* Lista de tarefas
a. Escreva de novo, sem mudar nada, o pedaço da reportagem sobre os brasileiros deportados que começa com as palavras "Às 19h02 da" e vai até "aeroporto neste ano.".
b. Siga escrevendo a reportagem sobre os brasileiros deportados a partir da última frase dela.

Às 19h02 da última sexta-feira de junho, mais um avião com brasileiros deportados dos Estados Unidos pousava no Aeroporto Internacional de Belo Horizonte, em Confins, na Região Metropolitana. Em torno de 50 minutos depois, os passageiros, vestidos de roupas brancas, com sapatos pretos nos pés e um saco nas mãos, cruzavam a área de desembarque.
Em 2024, ano em que a imigração é um tema central na eleição presidencial dos Estados unidos (leia mais abaixo), 516 brasileiros já foram deportados do país, segundo a Polícia Federal, todos por Confins. De acordo com a concessionária BH Airport, seis voos com deportados pousaram no aeroporto neste ano.
Alguns imigrantes passavam direto, com o passo apressado. Outros vasculhavam o terminal à procura de uma tomada para recarregar o celular, e parte buscava um aparelho emprestado para avisar a família que tinha chegado com segurança. O plano de alguns era comprar uma passagem, ainda naquela noite, para a cidade de origem, em diferentes partes do Brasil. Outros não tinham sequer um centavo no bolso. O g1 conversou com três pessoas, deportadas por imigração ilegal, que não quiseram se identificar. Mais do que a frustração pela deportação, elas tinham em comum o sentimento de alívio por estar de volta ao Brasil após meses de detenção em território norte-americano. “Te tratam como se fosse um cachorro amarrado na corrente”, disse um dos imigrantes. O g1 questionou a Embaixada dos Estados Unidos no Brasil sobre as declarações dos deportados, mas não obteve retorno até a última atualização desta reportagem.

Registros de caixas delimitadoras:
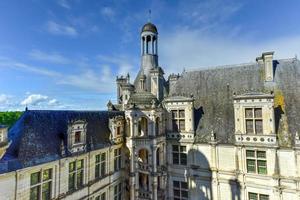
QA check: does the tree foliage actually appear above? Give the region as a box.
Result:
[0,111,23,127]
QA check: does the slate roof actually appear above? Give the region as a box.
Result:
[141,22,157,33]
[0,110,124,173]
[169,58,300,146]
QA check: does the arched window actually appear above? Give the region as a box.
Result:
[74,131,81,143]
[126,118,131,137]
[138,117,148,136]
[155,117,160,136]
[156,148,160,166]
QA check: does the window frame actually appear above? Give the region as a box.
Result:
[68,159,84,191]
[114,182,122,200]
[114,147,122,171]
[29,168,53,200]
[173,180,189,200]
[246,149,268,175]
[171,108,186,132]
[172,145,187,166]
[95,152,107,179]
[244,107,264,135]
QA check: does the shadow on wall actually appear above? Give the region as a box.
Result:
[188,149,214,200]
[229,179,241,200]
[188,149,241,200]
[274,105,284,133]
[194,106,204,133]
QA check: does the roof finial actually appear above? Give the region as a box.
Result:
[148,9,151,22]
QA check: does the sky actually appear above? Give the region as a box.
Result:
[0,0,300,111]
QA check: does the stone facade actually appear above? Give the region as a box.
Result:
[0,23,300,200]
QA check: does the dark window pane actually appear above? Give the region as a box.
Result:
[30,172,41,185]
[95,164,100,178]
[180,146,186,152]
[101,192,106,200]
[69,173,75,190]
[254,108,262,118]
[43,169,52,181]
[172,145,179,152]
[42,181,51,200]
[101,153,106,161]
[181,182,188,189]
[75,131,81,143]
[245,108,253,118]
[246,120,253,133]
[179,119,185,131]
[173,153,179,165]
[171,110,177,119]
[259,194,269,200]
[174,189,180,197]
[77,160,83,170]
[77,171,83,187]
[246,150,255,158]
[173,181,180,188]
[257,151,266,158]
[69,162,75,172]
[179,110,185,118]
[255,120,263,134]
[180,153,187,165]
[247,159,256,173]
[172,120,179,131]
[101,162,105,176]
[257,160,267,174]
[96,155,100,163]
[30,186,40,200]
[181,191,189,198]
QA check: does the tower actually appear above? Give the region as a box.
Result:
[134,22,165,101]
[124,23,167,200]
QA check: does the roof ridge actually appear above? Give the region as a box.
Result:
[186,62,257,72]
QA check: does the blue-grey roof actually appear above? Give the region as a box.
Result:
[0,110,124,173]
[169,58,300,146]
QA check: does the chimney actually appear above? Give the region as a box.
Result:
[261,51,274,81]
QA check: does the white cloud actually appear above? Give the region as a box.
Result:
[29,49,70,64]
[46,21,78,37]
[57,0,71,9]
[159,29,300,73]
[0,94,11,104]
[21,94,49,106]
[100,7,116,21]
[48,99,60,106]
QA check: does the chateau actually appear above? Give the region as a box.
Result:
[0,23,300,200]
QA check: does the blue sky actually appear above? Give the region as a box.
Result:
[0,0,300,110]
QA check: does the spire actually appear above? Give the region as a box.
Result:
[148,9,151,22]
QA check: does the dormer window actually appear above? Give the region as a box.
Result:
[68,120,87,153]
[234,92,277,145]
[74,131,81,143]
[109,115,125,143]
[245,108,263,134]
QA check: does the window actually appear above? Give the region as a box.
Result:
[172,145,187,165]
[114,183,122,200]
[74,131,81,143]
[95,192,106,200]
[246,150,267,174]
[30,169,52,200]
[173,181,189,200]
[245,108,263,134]
[116,126,121,136]
[69,159,83,190]
[114,148,121,171]
[95,153,106,178]
[171,110,185,132]
[248,192,269,200]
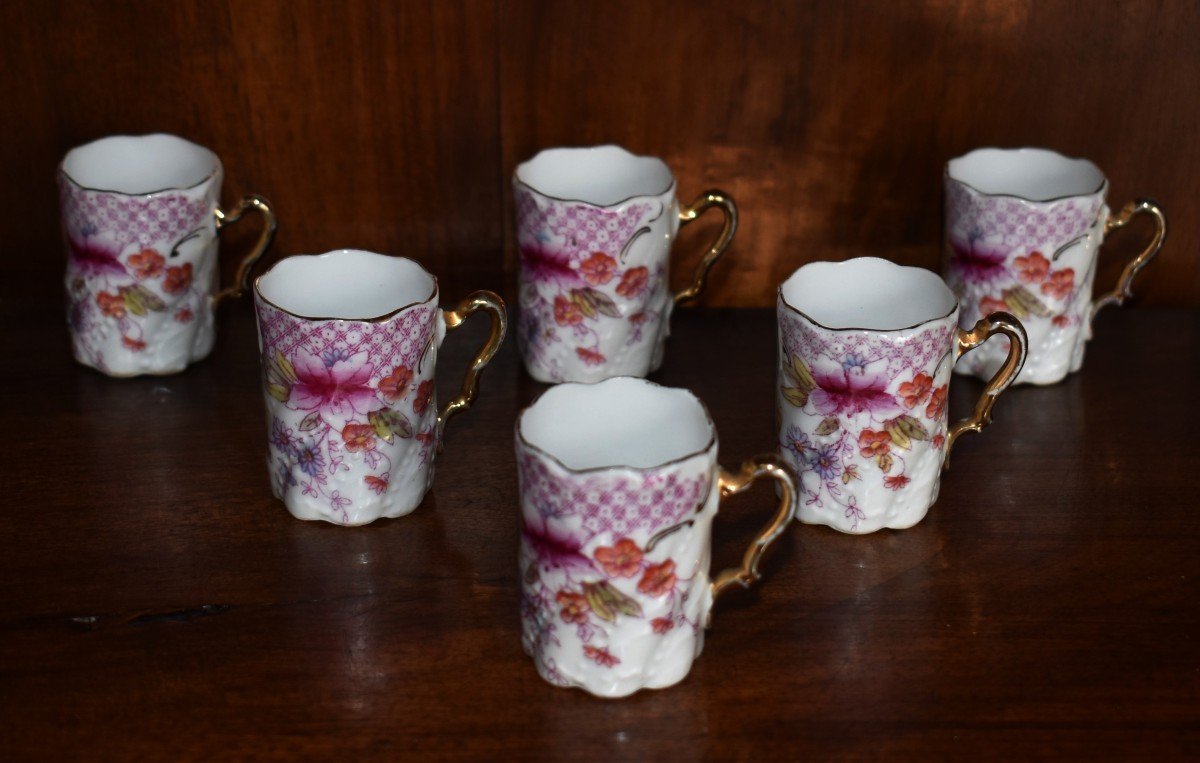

* Respostas
a.
Às 19h02 da última sexta-feira de junho, mais um avião com brasileiros deportados dos Estados Unidos pousava no Aeroporto Internacional de Belo Horizonte, em Confins, na Região Metropolitana. Em torno de 50 minutos depois, os passageiros, vestidos de roupas brancas, com sapatos pretos nos pés e um saco nas mãos, cruzavam a área de desembarque.
Em 2024, ano em que a imigração é um tema central na eleição presidencial dos Estados unidos (leia mais abaixo), 516 brasileiros já foram deportados do país, segundo a Polícia Federal, todos por Confins. De acordo com a concessionária BH Airport, seis voos com deportados pousaram no aeroporto neste ano.

b.
‘Passei de prisão em prisão’
Um homem de 34 anos, que nasceu em Umbaúba (SE), retornava ao Brasil depois de dez anos nos Estados Unidos. Ele entrou no país com visto de turista e permaneceu de forma ilegal após o documento perder a validade. Trabalhava com construção, ganhando de US$ 800 a US$ 900 por semana, em Kentucky, até que, um dia, foi parado pela polícia quando estava dirigindo.
“Passei por um processo na Justiça, coloquei advogado, mas não consegui. Passei de prisão em prisão, fiquei quatro meses preso. Foi muito difícil. Eu nunca estive preso no meu país de origem para ficar preso em outro país”, disse. O sergipano circulou por detenções em quatro estados diferentes – apenas em uma podia ligar para a família. Nas outras, passava os dias sem dar e receber notícias. “Minha família estava aterrorizada, minha mãe, meus parentes, minha avozinha, todos estavam bem tristes, minha mãe tinha dia que não dormia”, contou. No período em que ficou nos Estados Unidos, o brasileiro se casou com uma cubana e teve um filho, que hoje tem 2 anos. Ele planejava voltar para Sergipe e trazer a família para o Brasil. Voltar aos Estados Unidos, só legalmente.
“Eu não aconselho ninguém a ir para lá ilegal. A vida de imigrante é muito difícil, porque você tem que ficar se escondendo. Tem trabalho, ganha bem, mas tem que estar se escondendo, não tem vida, a verdade é que você não tem vida, porque só trabalha. Para conseguir um dinheiro tem que trabalhar de domingo a domingo e, no restante do tempo, tem que ficar em casa, porque, se você sair, pode ser arriscado. Eu, graças a Deus, não quero voltar”, afirmou.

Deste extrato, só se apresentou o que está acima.